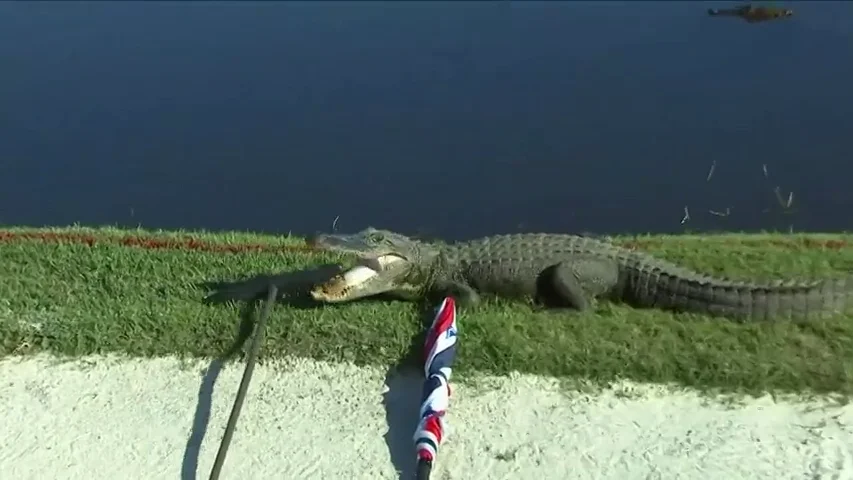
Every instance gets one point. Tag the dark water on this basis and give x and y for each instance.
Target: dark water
(453, 119)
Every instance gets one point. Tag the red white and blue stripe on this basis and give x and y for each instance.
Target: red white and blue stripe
(439, 353)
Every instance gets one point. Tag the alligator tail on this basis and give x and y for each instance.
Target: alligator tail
(678, 289)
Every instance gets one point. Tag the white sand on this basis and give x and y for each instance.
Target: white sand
(108, 419)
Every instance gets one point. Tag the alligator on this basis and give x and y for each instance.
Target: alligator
(560, 270)
(751, 13)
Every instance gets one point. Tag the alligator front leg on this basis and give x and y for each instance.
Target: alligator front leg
(577, 283)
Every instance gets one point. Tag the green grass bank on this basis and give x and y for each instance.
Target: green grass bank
(80, 291)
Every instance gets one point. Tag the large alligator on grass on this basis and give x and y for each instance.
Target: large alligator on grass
(560, 270)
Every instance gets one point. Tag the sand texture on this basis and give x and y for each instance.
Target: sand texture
(108, 418)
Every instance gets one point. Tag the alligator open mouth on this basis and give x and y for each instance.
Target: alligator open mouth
(360, 281)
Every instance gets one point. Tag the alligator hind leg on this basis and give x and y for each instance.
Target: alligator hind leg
(577, 283)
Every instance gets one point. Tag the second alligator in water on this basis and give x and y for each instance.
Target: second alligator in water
(561, 270)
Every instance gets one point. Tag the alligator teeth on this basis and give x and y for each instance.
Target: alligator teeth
(358, 275)
(386, 260)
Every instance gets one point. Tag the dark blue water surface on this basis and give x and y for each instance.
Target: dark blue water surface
(454, 119)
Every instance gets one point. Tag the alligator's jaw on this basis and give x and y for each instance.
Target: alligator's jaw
(375, 276)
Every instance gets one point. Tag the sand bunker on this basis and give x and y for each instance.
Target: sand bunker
(107, 418)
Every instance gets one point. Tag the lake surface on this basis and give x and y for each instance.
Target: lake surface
(451, 119)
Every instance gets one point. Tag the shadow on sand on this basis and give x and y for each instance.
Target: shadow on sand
(404, 382)
(293, 291)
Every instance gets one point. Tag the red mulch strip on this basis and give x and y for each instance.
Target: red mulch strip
(146, 242)
(152, 242)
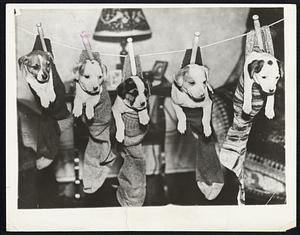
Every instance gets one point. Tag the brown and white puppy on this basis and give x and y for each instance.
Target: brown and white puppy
(263, 69)
(89, 77)
(36, 68)
(190, 89)
(132, 96)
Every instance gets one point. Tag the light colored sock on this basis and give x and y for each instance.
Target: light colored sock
(144, 117)
(210, 191)
(43, 162)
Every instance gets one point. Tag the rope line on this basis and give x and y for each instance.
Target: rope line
(150, 54)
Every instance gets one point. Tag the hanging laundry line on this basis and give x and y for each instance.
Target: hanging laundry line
(149, 54)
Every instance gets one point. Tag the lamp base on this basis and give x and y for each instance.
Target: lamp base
(122, 53)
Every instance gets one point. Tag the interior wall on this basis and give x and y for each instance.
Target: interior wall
(172, 29)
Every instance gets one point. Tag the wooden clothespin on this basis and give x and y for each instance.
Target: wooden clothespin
(131, 57)
(195, 48)
(86, 43)
(258, 31)
(41, 34)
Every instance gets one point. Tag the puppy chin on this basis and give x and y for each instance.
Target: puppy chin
(42, 81)
(199, 98)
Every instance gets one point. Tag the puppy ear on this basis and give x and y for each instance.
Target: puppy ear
(280, 68)
(77, 70)
(121, 90)
(147, 87)
(50, 56)
(255, 66)
(206, 72)
(179, 76)
(104, 69)
(22, 61)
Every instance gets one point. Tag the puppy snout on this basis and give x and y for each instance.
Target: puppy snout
(44, 77)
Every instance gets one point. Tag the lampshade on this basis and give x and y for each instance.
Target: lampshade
(116, 23)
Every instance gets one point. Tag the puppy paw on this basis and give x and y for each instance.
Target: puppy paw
(207, 131)
(269, 113)
(77, 111)
(181, 127)
(52, 96)
(144, 120)
(120, 136)
(89, 113)
(247, 109)
(42, 163)
(45, 102)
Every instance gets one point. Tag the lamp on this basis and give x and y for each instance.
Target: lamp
(117, 24)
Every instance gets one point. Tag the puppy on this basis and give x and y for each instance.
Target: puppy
(263, 69)
(36, 68)
(190, 89)
(132, 96)
(89, 77)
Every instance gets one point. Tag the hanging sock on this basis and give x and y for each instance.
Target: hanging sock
(98, 154)
(233, 151)
(49, 130)
(209, 175)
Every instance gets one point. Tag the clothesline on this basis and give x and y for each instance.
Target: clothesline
(149, 54)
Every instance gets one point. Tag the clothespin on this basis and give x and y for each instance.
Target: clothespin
(86, 43)
(258, 31)
(41, 34)
(131, 57)
(195, 47)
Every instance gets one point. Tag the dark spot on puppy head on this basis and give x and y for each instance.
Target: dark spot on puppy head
(126, 87)
(255, 67)
(147, 90)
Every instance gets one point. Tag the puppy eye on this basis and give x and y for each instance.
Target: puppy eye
(134, 93)
(36, 66)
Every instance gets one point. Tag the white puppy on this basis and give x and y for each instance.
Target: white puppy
(89, 78)
(190, 89)
(37, 70)
(263, 69)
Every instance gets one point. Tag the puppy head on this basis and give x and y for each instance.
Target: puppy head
(90, 74)
(38, 64)
(135, 92)
(266, 72)
(192, 79)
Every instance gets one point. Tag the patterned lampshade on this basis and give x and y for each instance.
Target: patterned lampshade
(116, 23)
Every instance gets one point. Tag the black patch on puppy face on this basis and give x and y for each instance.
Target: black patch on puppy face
(128, 90)
(255, 67)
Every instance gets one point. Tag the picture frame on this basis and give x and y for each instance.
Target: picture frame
(159, 69)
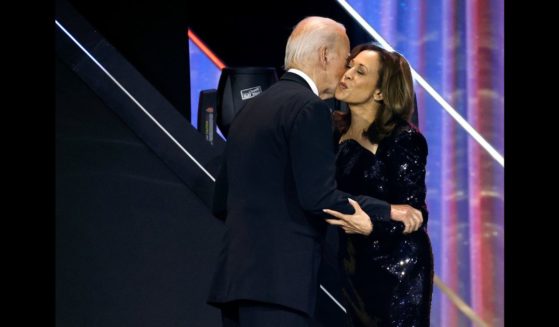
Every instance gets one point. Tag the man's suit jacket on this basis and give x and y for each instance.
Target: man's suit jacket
(278, 175)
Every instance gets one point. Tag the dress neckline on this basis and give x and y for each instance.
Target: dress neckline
(359, 144)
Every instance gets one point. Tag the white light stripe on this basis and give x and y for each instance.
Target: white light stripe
(159, 125)
(134, 100)
(333, 298)
(492, 151)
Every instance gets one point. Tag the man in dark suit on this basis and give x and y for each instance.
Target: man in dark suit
(278, 176)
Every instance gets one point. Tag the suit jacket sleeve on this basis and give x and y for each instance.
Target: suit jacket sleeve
(313, 161)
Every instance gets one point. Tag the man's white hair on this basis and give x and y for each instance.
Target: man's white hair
(307, 37)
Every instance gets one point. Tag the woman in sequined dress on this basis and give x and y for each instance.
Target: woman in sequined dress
(390, 272)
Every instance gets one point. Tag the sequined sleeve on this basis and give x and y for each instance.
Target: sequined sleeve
(406, 161)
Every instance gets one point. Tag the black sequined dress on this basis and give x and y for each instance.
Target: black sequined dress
(389, 279)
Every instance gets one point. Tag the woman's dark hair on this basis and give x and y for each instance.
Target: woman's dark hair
(396, 84)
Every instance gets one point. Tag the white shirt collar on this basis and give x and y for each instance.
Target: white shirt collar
(306, 78)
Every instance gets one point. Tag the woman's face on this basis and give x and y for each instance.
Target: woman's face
(358, 84)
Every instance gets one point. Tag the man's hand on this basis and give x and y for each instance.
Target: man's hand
(358, 223)
(411, 217)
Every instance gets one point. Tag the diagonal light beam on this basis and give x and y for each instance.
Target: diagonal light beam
(459, 119)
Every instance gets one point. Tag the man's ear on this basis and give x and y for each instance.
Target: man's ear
(323, 56)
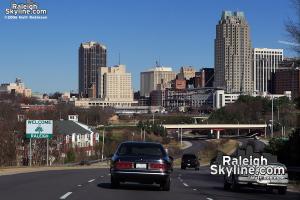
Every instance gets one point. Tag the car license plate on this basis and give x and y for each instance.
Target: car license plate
(141, 166)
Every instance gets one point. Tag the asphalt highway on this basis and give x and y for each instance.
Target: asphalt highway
(95, 184)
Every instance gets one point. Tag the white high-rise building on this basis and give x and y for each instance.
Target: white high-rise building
(265, 62)
(233, 54)
(115, 84)
(153, 78)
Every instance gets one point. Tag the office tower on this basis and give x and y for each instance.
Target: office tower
(265, 62)
(204, 78)
(186, 73)
(115, 84)
(156, 78)
(91, 56)
(287, 78)
(233, 60)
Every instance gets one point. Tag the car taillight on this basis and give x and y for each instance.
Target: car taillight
(159, 166)
(123, 165)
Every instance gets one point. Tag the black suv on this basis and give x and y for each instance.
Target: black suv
(190, 161)
(142, 162)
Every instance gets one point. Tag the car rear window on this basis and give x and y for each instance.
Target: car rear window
(188, 156)
(141, 150)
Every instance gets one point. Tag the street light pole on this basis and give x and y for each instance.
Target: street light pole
(272, 130)
(181, 137)
(102, 149)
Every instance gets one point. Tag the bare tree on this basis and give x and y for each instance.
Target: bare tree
(292, 26)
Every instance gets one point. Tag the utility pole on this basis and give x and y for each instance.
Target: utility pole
(30, 153)
(153, 119)
(272, 130)
(181, 138)
(47, 151)
(102, 149)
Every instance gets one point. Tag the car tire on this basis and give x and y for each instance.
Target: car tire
(282, 190)
(115, 183)
(166, 185)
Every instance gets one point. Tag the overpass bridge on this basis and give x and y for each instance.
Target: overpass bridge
(215, 127)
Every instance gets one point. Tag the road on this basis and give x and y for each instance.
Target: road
(95, 184)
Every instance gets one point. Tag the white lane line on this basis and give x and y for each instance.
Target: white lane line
(91, 180)
(65, 195)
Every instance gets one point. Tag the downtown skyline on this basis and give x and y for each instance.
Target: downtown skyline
(177, 34)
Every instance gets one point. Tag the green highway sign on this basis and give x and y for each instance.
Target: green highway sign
(39, 128)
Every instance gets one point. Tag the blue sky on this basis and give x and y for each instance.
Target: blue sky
(44, 53)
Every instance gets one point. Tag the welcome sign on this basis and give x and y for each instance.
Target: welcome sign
(39, 128)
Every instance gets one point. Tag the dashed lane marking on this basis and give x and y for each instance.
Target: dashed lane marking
(65, 195)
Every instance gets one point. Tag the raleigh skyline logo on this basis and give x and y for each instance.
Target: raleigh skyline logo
(27, 10)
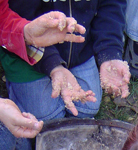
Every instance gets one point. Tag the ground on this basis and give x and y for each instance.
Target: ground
(111, 108)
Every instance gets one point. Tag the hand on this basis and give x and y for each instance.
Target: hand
(19, 124)
(115, 77)
(64, 83)
(52, 28)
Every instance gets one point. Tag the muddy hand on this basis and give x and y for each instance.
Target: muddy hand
(19, 124)
(115, 77)
(65, 84)
(52, 28)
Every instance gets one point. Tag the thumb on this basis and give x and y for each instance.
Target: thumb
(29, 123)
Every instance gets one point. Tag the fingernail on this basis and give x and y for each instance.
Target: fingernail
(36, 125)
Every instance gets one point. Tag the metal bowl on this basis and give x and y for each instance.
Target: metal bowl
(83, 134)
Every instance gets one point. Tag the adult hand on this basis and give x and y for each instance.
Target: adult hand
(115, 77)
(19, 124)
(65, 84)
(52, 28)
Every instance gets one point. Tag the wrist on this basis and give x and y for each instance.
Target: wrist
(56, 69)
(27, 37)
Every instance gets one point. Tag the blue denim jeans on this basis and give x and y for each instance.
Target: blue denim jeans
(9, 142)
(35, 97)
(132, 19)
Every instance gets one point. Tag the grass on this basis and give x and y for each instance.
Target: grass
(128, 112)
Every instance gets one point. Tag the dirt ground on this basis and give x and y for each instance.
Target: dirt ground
(111, 108)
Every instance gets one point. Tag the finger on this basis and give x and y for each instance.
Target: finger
(70, 105)
(61, 17)
(127, 77)
(125, 91)
(74, 38)
(71, 23)
(29, 123)
(28, 115)
(53, 19)
(80, 29)
(56, 88)
(72, 26)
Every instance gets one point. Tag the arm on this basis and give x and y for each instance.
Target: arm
(19, 124)
(13, 29)
(107, 31)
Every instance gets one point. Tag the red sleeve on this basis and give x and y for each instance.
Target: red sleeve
(11, 31)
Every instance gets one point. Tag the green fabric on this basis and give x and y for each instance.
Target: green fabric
(16, 69)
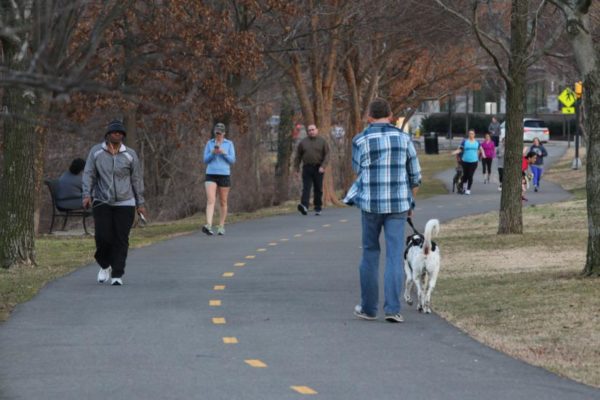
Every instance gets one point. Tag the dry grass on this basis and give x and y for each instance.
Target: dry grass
(523, 294)
(59, 255)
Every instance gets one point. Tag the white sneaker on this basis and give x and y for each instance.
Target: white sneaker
(116, 281)
(104, 274)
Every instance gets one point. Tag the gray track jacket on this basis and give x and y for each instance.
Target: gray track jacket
(112, 179)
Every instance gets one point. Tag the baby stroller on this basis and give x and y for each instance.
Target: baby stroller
(457, 179)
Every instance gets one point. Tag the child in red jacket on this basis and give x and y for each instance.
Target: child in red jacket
(528, 159)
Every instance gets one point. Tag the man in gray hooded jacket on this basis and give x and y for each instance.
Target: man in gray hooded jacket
(113, 186)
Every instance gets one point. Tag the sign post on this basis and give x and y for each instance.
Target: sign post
(571, 100)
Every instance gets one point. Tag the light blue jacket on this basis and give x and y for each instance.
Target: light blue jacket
(219, 164)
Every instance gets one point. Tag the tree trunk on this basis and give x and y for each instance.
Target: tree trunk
(17, 191)
(511, 212)
(579, 28)
(284, 150)
(592, 123)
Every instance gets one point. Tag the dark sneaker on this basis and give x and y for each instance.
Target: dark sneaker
(394, 318)
(104, 275)
(302, 208)
(208, 230)
(116, 282)
(358, 312)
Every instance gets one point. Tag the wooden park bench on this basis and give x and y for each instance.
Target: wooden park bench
(58, 212)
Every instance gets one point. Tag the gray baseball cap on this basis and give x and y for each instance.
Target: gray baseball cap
(220, 127)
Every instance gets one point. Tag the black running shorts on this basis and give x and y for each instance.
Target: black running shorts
(220, 180)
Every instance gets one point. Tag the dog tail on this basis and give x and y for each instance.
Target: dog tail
(432, 228)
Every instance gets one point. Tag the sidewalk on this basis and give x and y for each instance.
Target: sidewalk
(262, 313)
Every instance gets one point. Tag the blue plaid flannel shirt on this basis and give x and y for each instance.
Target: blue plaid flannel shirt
(385, 160)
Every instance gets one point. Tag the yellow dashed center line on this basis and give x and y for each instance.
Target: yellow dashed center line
(303, 389)
(256, 363)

|---|

**Your assignment:** Starting at the first line of the material, output exactly the lines up to and including the one with "Every instance gets one point. Tag the second". Do not include the pictures.

**The answer:**
Every instance gets one point. Tag the dark water on this basis and give x and y for each instance.
Target: dark water
(453, 119)
Every instance gets one point. Tag the red white and blue stripe on this basis and give x and y for each instance.
Target: red white and blue stripe
(439, 353)
Every instance gets one point. Tag the alligator tail on this basis and give x and y for each instance.
Target: alligator tail
(678, 289)
Every instance gets one point. Tag the white sand on this basis and give x and y for each instance.
Target: white sand
(108, 419)
Every instance gets one point. Tag the alligator on this basis and give x and y for each instance.
Target: alligator
(560, 270)
(751, 13)
Every instance gets one point. Tag the alligator front leg on this basis and give x and y for each instance.
Target: alligator front leg
(577, 283)
Every instance gets one point. Tag the green grass bank on this basis and give x and y for each instance.
Target: green grass bank
(80, 291)
Every instance gets one point. Tag the large alligator on grass on this basis and give x and y for each instance.
Target: large alligator on grass
(560, 270)
Every instance gets one point. Tag the sand texture on this basis and give x and y for each instance.
Target: sand texture
(108, 418)
Every instance gets one point. Tag the alligator open mouth on this basis and give x and y for each instance.
Target: alligator open mouth
(360, 281)
Every instance gets one point. Tag the alligator hind leg on this basis and give x and y for each instance.
Target: alligator hind leg
(577, 283)
Every instance gets one point. Tag the second alligator in water on this basis and give x and y for each instance.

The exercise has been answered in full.